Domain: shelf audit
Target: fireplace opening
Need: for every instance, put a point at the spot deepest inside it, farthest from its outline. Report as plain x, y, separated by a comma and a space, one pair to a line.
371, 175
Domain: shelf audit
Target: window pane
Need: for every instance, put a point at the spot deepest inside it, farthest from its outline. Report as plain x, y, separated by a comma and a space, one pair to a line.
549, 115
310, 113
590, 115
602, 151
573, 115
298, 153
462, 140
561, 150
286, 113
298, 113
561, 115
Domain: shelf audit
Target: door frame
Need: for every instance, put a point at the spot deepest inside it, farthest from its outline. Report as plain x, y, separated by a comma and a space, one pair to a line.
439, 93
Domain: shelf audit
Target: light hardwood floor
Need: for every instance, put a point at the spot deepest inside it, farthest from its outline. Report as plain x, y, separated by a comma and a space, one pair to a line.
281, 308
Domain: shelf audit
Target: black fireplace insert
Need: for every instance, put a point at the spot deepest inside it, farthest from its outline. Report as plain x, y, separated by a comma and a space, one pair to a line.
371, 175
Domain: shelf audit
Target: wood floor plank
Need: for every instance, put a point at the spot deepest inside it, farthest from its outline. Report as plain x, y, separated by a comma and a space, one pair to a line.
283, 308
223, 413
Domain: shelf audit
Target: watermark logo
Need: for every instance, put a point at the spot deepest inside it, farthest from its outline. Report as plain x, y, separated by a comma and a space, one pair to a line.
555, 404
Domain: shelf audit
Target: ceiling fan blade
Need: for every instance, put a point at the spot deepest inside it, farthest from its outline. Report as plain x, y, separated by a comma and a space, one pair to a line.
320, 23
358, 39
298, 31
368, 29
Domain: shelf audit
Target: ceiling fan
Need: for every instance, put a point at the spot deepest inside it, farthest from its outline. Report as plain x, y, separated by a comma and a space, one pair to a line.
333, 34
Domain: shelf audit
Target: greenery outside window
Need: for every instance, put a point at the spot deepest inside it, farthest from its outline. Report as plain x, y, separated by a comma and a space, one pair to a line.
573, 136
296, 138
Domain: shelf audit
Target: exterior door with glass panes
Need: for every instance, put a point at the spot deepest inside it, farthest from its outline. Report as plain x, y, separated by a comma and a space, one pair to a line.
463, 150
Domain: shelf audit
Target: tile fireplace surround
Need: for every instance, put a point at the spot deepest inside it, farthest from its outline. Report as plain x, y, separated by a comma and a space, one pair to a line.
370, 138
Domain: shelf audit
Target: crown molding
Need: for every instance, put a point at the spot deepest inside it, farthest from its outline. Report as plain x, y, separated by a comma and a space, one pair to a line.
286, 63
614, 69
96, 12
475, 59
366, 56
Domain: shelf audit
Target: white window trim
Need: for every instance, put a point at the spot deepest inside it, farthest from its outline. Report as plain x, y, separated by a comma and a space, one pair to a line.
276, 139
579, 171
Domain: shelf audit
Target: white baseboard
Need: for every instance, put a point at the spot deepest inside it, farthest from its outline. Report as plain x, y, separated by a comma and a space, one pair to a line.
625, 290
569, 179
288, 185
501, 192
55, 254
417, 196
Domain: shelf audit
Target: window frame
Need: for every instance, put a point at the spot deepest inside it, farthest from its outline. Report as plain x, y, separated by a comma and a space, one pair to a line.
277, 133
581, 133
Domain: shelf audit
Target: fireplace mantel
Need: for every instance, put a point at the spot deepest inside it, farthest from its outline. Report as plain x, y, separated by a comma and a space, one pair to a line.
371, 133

-------

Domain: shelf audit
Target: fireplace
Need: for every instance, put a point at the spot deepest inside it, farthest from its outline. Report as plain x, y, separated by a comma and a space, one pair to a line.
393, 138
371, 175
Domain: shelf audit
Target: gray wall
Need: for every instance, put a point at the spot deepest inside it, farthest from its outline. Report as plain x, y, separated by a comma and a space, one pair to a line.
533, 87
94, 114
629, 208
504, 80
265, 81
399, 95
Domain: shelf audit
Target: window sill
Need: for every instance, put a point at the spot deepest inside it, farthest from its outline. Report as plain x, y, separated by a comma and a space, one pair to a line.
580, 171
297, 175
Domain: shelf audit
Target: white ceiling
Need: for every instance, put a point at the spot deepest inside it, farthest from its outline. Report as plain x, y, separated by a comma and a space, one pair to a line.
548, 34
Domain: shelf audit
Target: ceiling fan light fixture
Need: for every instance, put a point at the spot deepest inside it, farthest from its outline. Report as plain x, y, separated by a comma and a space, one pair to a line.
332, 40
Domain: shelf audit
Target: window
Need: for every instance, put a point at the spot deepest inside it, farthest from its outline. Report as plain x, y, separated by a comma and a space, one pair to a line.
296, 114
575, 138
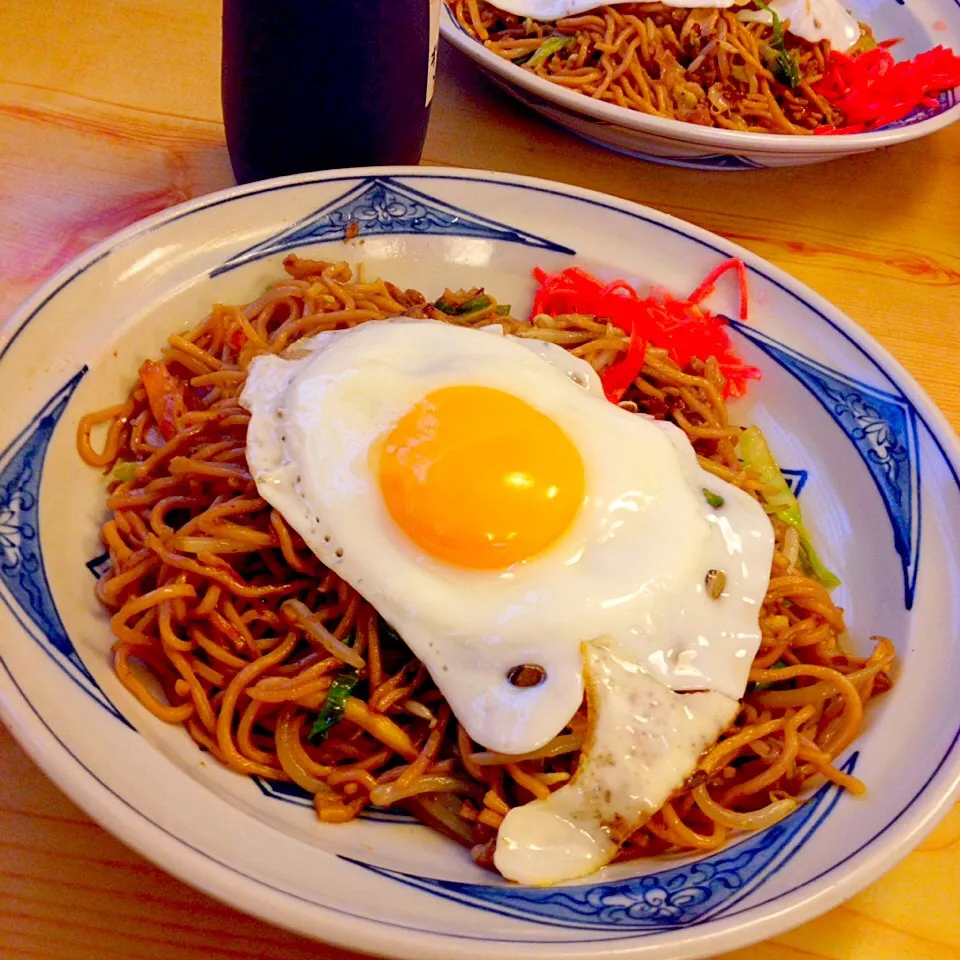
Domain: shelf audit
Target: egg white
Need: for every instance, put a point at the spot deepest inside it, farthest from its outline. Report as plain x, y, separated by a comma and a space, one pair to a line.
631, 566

-------

What you are asked to do => Pick out every line of the records above that contains the word "fireplace", matching case exactly.

The reply =>
Target: fireplace opening
Target: black fireplace insert
Target: tile fireplace surround
Target: fireplace mantel
Target: fireplace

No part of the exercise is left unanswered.